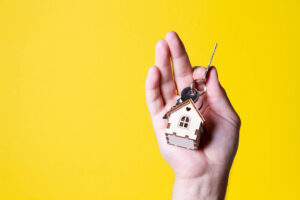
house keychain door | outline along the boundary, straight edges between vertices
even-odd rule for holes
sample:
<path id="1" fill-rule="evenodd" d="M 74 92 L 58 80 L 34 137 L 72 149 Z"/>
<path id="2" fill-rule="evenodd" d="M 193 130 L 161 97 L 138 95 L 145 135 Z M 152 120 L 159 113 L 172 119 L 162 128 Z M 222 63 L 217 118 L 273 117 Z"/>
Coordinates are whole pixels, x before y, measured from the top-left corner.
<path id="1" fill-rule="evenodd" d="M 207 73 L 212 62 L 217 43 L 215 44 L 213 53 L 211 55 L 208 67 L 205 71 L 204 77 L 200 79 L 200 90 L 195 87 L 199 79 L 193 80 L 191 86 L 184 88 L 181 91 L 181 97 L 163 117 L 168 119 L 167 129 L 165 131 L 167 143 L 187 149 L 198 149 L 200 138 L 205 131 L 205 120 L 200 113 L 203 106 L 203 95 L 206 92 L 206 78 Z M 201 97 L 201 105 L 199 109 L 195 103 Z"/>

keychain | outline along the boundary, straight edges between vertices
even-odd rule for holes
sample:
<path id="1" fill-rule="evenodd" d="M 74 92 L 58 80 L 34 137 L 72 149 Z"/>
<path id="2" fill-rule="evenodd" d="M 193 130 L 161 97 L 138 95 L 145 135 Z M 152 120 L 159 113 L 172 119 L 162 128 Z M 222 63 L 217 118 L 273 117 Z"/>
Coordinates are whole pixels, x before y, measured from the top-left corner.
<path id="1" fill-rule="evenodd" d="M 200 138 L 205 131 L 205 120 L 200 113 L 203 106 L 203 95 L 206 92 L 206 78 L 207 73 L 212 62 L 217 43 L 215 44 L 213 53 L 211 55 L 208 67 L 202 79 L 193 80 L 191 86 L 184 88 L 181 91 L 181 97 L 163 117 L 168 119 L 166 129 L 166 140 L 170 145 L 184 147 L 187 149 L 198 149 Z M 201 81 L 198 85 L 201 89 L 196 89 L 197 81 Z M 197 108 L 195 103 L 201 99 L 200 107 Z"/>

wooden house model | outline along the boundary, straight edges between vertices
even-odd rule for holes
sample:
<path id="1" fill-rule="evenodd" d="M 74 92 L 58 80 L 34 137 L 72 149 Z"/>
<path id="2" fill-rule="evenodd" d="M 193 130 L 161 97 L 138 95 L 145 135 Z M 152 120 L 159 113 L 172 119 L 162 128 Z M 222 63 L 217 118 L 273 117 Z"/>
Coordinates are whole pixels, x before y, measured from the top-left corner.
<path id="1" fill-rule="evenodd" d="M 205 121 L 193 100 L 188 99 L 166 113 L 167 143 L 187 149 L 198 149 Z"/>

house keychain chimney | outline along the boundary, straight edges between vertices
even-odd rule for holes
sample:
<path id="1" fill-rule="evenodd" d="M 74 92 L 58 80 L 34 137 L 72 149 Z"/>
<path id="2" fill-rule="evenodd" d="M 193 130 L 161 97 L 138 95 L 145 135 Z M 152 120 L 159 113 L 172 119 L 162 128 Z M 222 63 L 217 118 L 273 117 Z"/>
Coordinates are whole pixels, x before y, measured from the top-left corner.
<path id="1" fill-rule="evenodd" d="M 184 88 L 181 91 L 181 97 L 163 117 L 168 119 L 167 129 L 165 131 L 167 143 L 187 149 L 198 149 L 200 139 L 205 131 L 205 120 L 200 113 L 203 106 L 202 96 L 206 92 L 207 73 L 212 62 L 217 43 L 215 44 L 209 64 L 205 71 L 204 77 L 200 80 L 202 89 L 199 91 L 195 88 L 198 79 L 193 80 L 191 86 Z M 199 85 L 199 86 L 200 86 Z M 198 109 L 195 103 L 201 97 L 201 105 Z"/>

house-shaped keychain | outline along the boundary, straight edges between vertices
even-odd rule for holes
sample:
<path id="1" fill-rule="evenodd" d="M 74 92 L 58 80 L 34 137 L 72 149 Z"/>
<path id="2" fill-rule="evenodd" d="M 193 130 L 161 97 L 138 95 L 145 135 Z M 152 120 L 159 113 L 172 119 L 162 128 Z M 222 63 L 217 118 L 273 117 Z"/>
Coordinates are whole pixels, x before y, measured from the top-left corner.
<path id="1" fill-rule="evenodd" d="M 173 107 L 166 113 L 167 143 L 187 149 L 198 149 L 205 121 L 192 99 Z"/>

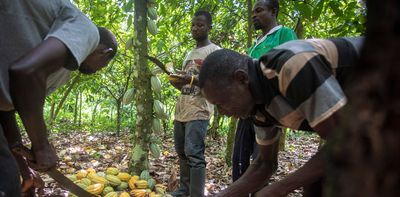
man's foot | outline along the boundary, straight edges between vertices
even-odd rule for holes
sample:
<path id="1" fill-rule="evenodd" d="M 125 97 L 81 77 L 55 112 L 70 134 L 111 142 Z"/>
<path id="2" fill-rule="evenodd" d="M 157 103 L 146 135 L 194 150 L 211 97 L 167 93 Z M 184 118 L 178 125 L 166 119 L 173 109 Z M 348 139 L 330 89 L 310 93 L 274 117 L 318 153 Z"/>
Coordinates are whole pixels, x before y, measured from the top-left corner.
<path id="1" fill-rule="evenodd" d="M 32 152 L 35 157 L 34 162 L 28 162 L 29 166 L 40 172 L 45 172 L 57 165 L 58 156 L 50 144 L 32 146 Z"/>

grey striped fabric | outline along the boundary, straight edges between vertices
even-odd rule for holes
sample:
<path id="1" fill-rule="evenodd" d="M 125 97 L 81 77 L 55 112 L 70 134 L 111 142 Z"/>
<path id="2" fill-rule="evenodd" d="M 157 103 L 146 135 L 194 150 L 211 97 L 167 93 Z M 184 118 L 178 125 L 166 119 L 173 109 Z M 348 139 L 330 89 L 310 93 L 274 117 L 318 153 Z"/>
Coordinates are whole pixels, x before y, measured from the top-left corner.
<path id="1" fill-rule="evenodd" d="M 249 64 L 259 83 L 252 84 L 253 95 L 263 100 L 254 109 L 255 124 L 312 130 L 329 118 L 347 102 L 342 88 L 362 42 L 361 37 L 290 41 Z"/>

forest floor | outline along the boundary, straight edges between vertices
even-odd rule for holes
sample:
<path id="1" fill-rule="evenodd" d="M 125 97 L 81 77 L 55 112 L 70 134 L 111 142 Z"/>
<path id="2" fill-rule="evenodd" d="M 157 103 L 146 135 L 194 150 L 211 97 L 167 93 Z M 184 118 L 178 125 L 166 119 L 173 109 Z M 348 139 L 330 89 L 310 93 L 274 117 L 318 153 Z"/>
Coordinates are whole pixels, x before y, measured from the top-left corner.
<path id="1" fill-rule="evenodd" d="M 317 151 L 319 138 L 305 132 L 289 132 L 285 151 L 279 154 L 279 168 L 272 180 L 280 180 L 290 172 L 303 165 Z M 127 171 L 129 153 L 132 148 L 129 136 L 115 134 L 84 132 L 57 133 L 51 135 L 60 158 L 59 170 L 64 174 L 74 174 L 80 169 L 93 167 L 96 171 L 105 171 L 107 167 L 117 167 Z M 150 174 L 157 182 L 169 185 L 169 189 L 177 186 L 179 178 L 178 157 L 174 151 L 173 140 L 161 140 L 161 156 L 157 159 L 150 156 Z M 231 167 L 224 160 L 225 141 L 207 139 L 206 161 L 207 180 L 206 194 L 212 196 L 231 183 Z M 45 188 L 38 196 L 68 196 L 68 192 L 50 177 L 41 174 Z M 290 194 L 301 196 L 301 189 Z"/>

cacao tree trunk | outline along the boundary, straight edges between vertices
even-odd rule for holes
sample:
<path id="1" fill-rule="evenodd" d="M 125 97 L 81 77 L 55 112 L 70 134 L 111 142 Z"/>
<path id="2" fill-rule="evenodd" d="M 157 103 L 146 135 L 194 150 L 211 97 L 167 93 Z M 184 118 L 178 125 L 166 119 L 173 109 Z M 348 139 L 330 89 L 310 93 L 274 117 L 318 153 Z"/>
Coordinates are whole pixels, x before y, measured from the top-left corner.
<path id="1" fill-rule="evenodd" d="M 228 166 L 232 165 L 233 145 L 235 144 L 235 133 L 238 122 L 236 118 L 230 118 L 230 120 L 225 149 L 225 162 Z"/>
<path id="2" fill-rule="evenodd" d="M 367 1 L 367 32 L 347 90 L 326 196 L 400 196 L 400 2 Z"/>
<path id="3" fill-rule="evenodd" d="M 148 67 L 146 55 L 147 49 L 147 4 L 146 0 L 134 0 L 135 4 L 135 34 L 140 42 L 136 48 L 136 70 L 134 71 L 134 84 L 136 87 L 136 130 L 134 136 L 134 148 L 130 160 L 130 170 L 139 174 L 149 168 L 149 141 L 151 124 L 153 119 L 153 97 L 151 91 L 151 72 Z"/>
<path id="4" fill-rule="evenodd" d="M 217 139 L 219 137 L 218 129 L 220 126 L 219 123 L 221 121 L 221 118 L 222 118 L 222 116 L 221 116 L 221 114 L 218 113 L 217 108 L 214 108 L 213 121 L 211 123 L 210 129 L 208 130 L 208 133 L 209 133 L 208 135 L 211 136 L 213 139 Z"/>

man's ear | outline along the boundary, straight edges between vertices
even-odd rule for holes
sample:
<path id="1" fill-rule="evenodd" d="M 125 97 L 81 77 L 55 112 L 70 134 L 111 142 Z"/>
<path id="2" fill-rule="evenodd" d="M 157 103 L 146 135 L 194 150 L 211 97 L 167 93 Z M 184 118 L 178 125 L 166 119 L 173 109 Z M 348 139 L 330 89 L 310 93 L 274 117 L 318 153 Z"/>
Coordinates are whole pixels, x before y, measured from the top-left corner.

====================

> AIM OF THE EXERCISE
An exact copy is required of each line from the one containing "man's ear |" through the last line of the material, and of no other line.

> SOLUTION
man's ear | outline along the boundary, straight edges between vertices
even-odd rule for holes
sample:
<path id="1" fill-rule="evenodd" d="M 125 97 L 81 77 L 55 112 L 70 134 L 111 142 Z"/>
<path id="2" fill-rule="evenodd" d="M 157 103 L 146 135 L 194 150 L 211 97 L 167 93 Z M 184 118 L 178 125 L 166 119 L 173 109 Z M 348 139 L 330 89 L 310 93 L 274 117 L 318 153 Z"/>
Coordinates are whole pixels, x before y, measured from the top-left corner.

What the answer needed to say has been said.